_STUDY MATERIAL_
+---+
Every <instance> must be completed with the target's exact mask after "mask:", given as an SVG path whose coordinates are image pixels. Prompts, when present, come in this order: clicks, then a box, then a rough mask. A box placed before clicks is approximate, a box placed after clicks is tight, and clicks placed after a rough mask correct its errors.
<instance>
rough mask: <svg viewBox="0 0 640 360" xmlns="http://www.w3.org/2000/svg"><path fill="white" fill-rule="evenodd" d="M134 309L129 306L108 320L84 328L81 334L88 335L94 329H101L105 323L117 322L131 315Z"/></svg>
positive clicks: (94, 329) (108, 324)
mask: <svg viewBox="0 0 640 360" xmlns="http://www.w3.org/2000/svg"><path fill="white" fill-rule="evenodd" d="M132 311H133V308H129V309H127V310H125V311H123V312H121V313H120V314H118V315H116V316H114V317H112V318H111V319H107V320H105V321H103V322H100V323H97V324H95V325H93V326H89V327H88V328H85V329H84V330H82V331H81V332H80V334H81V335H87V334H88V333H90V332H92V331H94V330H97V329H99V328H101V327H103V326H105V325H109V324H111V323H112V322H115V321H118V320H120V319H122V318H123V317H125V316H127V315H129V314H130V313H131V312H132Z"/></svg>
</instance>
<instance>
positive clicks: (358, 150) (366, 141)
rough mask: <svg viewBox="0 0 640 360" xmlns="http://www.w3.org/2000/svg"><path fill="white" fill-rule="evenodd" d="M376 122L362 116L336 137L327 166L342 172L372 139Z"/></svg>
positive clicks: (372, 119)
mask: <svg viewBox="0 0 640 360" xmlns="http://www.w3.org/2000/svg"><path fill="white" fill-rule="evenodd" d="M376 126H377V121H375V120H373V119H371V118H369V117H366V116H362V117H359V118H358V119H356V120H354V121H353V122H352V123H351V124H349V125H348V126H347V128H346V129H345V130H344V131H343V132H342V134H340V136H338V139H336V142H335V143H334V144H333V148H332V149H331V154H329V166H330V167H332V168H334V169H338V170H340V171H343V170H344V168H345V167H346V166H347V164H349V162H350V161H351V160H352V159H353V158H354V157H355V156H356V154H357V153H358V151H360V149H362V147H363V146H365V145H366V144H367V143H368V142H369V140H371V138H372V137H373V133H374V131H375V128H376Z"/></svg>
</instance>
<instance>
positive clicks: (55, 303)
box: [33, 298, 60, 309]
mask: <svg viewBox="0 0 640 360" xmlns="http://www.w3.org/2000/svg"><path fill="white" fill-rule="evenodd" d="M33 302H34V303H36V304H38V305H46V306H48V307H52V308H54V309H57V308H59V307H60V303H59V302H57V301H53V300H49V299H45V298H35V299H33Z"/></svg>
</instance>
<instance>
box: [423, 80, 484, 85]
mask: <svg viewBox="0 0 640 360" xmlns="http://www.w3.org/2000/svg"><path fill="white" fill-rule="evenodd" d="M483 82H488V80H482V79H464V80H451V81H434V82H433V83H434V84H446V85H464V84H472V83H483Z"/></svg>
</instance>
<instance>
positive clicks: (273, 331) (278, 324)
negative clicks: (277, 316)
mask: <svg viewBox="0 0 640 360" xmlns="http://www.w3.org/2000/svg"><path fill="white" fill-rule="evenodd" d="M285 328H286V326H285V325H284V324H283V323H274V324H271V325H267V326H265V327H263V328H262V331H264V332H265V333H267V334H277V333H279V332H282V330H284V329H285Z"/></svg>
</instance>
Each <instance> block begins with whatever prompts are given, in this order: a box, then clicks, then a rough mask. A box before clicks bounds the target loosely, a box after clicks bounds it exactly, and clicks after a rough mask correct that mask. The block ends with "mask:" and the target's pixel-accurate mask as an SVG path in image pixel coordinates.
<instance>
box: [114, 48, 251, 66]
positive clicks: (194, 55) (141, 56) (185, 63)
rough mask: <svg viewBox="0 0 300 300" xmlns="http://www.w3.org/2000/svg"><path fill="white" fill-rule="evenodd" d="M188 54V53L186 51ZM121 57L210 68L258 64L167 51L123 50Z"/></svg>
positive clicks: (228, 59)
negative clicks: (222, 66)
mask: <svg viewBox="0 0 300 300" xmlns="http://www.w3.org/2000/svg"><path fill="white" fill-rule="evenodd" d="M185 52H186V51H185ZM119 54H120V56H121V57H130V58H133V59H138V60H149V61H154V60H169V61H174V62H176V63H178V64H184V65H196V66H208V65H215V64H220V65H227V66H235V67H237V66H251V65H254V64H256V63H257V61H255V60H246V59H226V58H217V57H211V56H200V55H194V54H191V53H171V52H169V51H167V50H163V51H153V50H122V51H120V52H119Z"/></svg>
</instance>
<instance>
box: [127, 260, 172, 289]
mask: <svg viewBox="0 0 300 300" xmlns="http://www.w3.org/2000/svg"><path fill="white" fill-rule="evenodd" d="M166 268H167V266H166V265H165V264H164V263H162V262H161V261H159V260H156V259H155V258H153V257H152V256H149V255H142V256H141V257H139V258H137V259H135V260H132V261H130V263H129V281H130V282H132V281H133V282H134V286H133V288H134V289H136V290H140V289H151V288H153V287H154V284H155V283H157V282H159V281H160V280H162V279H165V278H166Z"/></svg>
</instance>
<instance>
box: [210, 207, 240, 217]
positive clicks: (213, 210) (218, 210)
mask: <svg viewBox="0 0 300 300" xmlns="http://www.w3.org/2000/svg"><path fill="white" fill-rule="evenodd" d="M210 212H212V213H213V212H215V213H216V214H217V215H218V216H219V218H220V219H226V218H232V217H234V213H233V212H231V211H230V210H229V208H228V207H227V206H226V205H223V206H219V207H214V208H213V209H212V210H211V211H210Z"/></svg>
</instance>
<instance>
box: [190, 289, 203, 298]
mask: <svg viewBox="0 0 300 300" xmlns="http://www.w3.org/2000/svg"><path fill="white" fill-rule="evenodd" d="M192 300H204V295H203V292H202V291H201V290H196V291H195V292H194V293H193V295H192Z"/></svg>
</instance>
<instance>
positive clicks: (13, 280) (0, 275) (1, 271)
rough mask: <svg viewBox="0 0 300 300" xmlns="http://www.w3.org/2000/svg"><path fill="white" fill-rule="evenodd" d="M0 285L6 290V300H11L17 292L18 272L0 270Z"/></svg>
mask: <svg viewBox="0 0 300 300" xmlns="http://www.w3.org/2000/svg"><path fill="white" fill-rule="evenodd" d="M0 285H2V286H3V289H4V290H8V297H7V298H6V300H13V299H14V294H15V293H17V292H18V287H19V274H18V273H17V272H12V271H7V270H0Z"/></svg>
+---+
_REQUIRED WORK_
Copy out every line from the data above that has "target" in it.

_EXERCISE SOLUTION_
Every <instance> must be completed with the target's exact mask after "mask:", given as an SVG path whose coordinates are image pixels. Prompts, when present, come in this order: clicks, then a box, then a rough mask. A box placed before clicks is approximate, a box placed after clicks is tight, and clicks placed after a rough mask correct its errors.
Each <instance> block begins with whatever prompts are given, in this order: a box, then clicks, then a rough mask. A box before clicks bounds the target loosely, a box after clicks bounds it exactly, and clicks after a rough mask correct that mask. The block ends with "mask:" and the target's pixel-accurate mask as an SVG path in image pixel coordinates.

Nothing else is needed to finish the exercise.